• Exercise prompt:
Among the entries below, copy only the span from the line containing "pixel 134 267" through the line containing "pixel 40 820". Do so exactly, and skip the pictures.

• Record extracts:
>>>>>

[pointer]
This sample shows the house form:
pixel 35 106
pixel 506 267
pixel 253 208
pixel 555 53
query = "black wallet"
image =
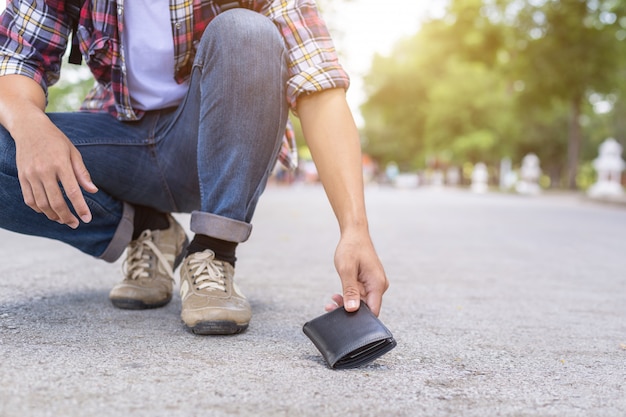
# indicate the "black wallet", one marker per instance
pixel 349 340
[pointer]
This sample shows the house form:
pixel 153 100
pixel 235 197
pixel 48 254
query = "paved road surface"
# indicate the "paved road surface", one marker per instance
pixel 502 305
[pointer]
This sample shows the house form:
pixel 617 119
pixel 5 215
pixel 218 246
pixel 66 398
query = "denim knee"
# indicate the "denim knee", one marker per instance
pixel 238 31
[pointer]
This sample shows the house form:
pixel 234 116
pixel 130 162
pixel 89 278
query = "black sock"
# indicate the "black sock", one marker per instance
pixel 148 218
pixel 224 250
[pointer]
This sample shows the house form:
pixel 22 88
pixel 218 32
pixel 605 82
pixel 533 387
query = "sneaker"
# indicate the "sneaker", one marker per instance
pixel 149 268
pixel 212 303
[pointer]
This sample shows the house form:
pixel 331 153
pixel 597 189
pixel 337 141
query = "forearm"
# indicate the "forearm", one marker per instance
pixel 333 139
pixel 21 98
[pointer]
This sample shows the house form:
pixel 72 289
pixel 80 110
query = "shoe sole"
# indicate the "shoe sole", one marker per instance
pixel 132 304
pixel 218 328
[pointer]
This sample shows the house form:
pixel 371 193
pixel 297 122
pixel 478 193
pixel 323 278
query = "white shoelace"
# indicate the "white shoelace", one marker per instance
pixel 137 261
pixel 207 273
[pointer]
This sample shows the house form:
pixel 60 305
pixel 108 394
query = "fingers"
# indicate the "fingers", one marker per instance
pixel 337 302
pixel 47 198
pixel 44 194
pixel 351 289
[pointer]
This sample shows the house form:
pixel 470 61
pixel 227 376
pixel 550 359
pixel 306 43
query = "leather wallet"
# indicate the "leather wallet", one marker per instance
pixel 349 340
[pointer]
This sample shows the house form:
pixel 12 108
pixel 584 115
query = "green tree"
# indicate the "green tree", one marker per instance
pixel 564 51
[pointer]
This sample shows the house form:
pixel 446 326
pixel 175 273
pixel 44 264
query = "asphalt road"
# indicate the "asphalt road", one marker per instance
pixel 501 305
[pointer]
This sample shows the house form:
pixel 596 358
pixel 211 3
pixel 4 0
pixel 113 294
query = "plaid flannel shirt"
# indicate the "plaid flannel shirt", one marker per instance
pixel 34 37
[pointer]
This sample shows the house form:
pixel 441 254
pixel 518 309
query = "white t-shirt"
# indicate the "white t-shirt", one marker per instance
pixel 149 55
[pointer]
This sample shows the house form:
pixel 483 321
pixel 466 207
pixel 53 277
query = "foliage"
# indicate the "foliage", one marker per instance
pixel 501 78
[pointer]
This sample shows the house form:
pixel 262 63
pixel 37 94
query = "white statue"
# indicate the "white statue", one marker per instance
pixel 480 178
pixel 609 166
pixel 530 173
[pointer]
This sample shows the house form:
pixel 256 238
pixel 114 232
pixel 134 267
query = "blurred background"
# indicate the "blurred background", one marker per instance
pixel 440 86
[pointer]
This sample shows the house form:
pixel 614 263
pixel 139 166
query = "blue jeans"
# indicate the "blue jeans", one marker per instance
pixel 211 156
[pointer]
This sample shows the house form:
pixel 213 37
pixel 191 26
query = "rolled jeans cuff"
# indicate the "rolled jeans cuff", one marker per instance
pixel 122 237
pixel 220 227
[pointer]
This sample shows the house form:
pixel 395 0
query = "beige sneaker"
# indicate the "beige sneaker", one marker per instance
pixel 212 303
pixel 149 268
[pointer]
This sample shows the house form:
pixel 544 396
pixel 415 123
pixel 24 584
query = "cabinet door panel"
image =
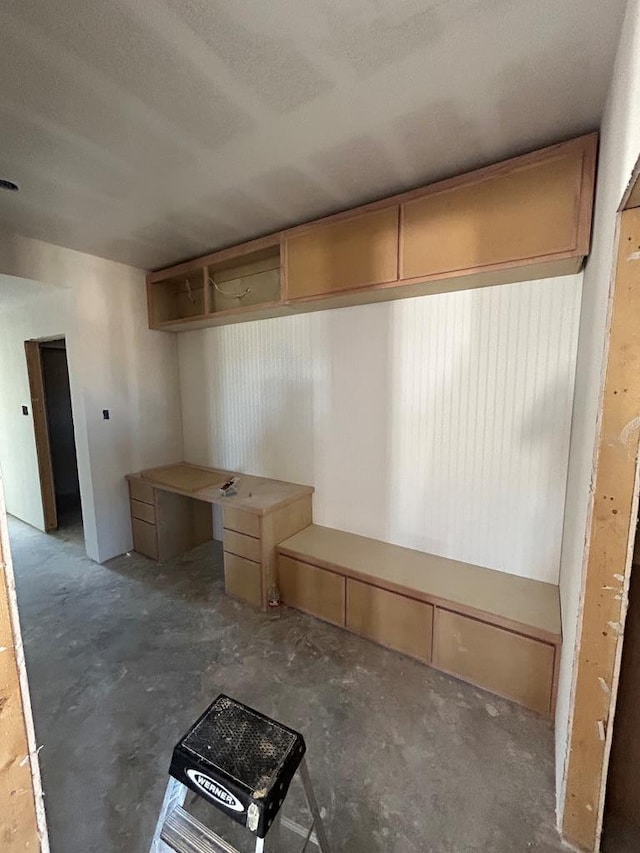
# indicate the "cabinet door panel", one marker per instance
pixel 513 666
pixel 312 589
pixel 392 620
pixel 343 255
pixel 525 213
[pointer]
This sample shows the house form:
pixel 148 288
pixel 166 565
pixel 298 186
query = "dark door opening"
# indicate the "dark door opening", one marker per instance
pixel 622 804
pixel 57 395
pixel 54 434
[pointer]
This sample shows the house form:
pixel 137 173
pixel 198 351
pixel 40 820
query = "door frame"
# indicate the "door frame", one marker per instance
pixel 609 544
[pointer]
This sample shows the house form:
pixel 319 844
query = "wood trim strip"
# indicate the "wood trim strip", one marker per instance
pixel 22 815
pixel 609 555
pixel 585 204
pixel 525 630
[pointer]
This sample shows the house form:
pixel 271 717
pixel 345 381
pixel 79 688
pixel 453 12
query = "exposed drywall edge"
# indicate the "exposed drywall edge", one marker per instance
pixel 619 141
pixel 9 587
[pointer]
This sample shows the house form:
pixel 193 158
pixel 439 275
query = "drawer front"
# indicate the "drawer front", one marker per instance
pixel 141 491
pixel 143 511
pixel 356 252
pixel 312 590
pixel 241 521
pixel 392 620
pixel 243 579
pixel 513 666
pixel 145 540
pixel 242 545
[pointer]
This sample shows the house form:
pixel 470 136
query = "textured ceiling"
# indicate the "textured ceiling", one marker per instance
pixel 148 131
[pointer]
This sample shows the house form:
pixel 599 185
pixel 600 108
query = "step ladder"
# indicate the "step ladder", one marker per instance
pixel 241 762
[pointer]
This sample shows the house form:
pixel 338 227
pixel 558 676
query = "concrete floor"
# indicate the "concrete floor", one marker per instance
pixel 123 657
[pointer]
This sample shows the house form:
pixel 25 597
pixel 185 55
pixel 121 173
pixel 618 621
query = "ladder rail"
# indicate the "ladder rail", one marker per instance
pixel 184 833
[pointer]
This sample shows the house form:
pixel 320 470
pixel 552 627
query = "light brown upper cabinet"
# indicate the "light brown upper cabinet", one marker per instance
pixel 535 208
pixel 525 218
pixel 356 251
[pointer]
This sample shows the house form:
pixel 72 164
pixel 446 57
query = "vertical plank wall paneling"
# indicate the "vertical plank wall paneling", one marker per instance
pixel 440 423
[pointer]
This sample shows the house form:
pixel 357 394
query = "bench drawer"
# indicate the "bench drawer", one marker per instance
pixel 241 545
pixel 141 491
pixel 516 667
pixel 145 539
pixel 243 579
pixel 241 522
pixel 312 590
pixel 392 620
pixel 143 511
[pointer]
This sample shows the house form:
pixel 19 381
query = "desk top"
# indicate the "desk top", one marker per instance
pixel 257 495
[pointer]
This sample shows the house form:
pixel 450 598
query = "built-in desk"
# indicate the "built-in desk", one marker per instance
pixel 171 513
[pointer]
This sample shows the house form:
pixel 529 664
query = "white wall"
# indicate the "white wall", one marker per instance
pixel 439 423
pixel 115 363
pixel 619 148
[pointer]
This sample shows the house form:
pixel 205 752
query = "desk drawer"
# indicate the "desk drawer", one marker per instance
pixel 392 620
pixel 312 590
pixel 243 579
pixel 241 521
pixel 242 545
pixel 145 539
pixel 143 511
pixel 141 491
pixel 516 667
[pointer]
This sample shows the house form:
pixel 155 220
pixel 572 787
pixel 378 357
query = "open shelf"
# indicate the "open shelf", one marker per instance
pixel 179 297
pixel 244 282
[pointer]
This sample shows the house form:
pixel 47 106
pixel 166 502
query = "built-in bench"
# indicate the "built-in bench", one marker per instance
pixel 496 630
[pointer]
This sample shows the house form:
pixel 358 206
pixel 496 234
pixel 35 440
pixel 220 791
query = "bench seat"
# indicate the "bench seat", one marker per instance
pixel 497 630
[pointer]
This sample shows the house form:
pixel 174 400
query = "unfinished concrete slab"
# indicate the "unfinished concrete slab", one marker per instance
pixel 123 657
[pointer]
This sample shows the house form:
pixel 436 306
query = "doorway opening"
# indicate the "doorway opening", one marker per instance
pixel 54 434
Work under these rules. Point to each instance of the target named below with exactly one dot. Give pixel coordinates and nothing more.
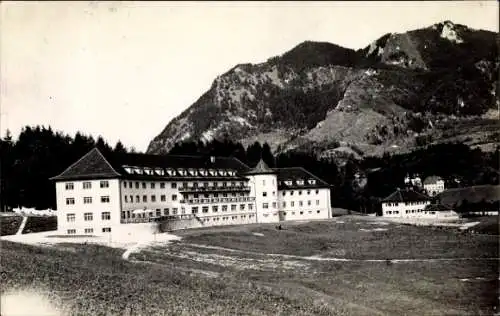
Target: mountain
(400, 92)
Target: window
(70, 217)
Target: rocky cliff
(402, 91)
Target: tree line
(39, 153)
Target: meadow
(349, 265)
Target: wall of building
(305, 204)
(265, 189)
(404, 209)
(79, 208)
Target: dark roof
(261, 168)
(438, 208)
(297, 173)
(406, 196)
(432, 179)
(97, 165)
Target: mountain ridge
(318, 94)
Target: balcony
(218, 200)
(236, 188)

<<<<<

• Your response:
pixel 134 267
query = "blurred background"
# indicate the "blurred background", one marker per instance
pixel 440 86
[pointer]
This sample shows the house form:
pixel 614 263
pixel 139 166
query = "blue jeans"
# indicate the "blue jeans", one marker per instance
pixel 211 156
[pointer]
This sample shows the house form:
pixel 213 37
pixel 191 26
query = "rolled jeans cuff"
# indicate the "rolled jeans cuff", one marker per instance
pixel 122 237
pixel 220 227
[pointer]
This sample shows the house form:
pixel 395 0
query = "beige sneaker"
# indicate the "beige sneaker", one marker per instance
pixel 212 303
pixel 149 268
[pointer]
This sample shows the house form:
pixel 544 396
pixel 415 123
pixel 24 584
query = "cabinet door panel"
image =
# indicate the "cabinet door panel", one marker per instance
pixel 513 666
pixel 312 589
pixel 392 620
pixel 343 255
pixel 525 213
[pointer]
This sample shows the house form:
pixel 148 288
pixel 166 565
pixel 298 186
query = "dark door opening"
# indicate the "dark door opening", one marker per instance
pixel 622 804
pixel 57 395
pixel 54 434
[pointer]
This sample shows the house form:
pixel 137 173
pixel 198 351
pixel 40 820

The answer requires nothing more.